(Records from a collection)

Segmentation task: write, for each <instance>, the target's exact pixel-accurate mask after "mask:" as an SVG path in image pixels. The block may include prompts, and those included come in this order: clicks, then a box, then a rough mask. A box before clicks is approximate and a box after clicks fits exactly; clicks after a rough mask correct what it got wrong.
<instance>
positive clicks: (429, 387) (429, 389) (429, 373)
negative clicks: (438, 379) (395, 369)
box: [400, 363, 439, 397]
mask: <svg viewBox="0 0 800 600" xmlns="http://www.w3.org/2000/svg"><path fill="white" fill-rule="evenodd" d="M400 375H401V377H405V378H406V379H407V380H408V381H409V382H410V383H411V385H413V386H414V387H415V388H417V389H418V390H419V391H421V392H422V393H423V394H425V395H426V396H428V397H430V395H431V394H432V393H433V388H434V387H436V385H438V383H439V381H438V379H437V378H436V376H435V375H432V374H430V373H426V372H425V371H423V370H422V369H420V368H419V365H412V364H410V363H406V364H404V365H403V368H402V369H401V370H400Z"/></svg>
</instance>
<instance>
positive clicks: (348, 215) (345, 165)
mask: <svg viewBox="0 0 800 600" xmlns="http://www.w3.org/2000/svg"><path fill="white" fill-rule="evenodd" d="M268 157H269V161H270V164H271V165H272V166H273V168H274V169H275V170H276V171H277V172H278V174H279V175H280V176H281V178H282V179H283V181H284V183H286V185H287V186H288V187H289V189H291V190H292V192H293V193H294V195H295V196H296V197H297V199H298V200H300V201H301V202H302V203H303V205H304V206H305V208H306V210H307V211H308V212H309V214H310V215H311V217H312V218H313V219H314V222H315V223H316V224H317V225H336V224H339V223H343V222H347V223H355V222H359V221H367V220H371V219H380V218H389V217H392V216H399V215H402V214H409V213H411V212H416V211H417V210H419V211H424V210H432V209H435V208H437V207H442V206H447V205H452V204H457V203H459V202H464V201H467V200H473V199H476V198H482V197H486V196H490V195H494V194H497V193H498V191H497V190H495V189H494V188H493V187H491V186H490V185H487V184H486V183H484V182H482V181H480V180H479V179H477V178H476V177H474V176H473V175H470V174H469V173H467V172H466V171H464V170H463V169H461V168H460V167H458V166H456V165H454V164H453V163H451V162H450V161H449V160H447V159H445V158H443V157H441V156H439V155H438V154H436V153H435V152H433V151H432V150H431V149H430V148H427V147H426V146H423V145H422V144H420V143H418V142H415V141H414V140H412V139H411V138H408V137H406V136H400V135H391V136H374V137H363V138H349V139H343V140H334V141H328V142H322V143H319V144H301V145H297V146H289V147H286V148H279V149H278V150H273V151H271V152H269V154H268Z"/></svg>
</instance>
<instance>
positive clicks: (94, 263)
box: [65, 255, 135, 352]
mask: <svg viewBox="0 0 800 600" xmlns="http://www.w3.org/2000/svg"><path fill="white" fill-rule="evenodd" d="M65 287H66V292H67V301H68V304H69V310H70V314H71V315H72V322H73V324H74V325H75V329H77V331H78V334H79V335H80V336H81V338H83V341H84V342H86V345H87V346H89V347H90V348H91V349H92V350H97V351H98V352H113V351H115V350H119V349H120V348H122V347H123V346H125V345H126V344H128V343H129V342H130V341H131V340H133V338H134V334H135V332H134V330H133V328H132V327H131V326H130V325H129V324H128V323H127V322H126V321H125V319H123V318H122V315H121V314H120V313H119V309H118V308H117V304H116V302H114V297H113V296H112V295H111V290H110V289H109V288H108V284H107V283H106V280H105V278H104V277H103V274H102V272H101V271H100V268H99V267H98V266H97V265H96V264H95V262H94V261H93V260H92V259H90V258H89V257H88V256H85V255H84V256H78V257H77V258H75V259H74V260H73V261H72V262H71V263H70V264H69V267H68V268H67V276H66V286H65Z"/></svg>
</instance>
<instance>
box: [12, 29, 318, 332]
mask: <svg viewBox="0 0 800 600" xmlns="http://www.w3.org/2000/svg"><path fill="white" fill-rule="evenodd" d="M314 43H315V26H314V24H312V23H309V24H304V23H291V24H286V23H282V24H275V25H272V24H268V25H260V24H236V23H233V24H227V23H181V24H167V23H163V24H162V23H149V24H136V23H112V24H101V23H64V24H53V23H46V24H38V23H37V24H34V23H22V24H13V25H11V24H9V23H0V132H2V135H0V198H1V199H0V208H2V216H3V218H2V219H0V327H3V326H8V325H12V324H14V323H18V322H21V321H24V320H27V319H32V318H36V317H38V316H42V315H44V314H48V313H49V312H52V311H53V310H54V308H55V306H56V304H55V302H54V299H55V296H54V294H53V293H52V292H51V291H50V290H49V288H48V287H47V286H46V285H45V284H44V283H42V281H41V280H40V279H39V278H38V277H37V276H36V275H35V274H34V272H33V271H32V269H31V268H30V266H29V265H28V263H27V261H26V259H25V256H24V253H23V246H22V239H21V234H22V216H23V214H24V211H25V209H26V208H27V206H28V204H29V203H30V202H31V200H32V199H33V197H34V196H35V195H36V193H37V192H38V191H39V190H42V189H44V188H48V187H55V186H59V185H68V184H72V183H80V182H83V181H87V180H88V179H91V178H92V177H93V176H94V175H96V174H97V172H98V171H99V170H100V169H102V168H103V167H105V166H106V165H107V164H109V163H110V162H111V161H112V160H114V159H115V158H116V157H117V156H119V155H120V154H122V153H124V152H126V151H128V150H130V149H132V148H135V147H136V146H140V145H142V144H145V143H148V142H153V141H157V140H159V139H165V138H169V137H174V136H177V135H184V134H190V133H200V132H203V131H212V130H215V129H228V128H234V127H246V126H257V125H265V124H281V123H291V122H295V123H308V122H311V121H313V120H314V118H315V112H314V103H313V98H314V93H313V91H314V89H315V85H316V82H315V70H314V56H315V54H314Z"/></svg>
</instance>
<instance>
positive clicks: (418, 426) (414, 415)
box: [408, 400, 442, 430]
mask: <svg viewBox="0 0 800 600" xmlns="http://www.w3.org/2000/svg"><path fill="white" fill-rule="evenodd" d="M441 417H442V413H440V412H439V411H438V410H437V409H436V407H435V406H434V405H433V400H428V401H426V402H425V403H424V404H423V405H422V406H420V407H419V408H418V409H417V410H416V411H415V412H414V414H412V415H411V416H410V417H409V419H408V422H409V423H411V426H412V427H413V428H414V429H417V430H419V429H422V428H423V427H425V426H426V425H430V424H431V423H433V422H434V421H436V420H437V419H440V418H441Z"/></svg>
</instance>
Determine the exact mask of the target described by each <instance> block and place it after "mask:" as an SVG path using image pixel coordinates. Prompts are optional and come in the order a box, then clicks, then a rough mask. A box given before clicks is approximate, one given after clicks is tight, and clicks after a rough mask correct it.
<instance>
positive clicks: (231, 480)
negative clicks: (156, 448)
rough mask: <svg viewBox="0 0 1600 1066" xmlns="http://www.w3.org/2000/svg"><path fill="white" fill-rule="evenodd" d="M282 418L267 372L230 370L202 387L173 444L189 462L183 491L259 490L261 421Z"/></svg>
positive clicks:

_What this task involves_.
Return the listing verbatim, starting with its first line and going on through the line that contains "box: [400, 363, 439, 397]", with both ends included.

_Solved exercise_.
Segmentation task: write, for each <instance>, the target's exact pixel-accurate mask after "mask:" as an SVG path in image pixels. The block may include prompts, and those included come in this order: clicks, then a box, then a rough mask. A box before clicks is approximate and a box after clicks fits exactly; clicks after a rough mask correct what it got wrong.
<instance>
positive clicks: (429, 387) (429, 389) (429, 373)
negative clicks: (438, 379) (395, 369)
box: [400, 363, 439, 397]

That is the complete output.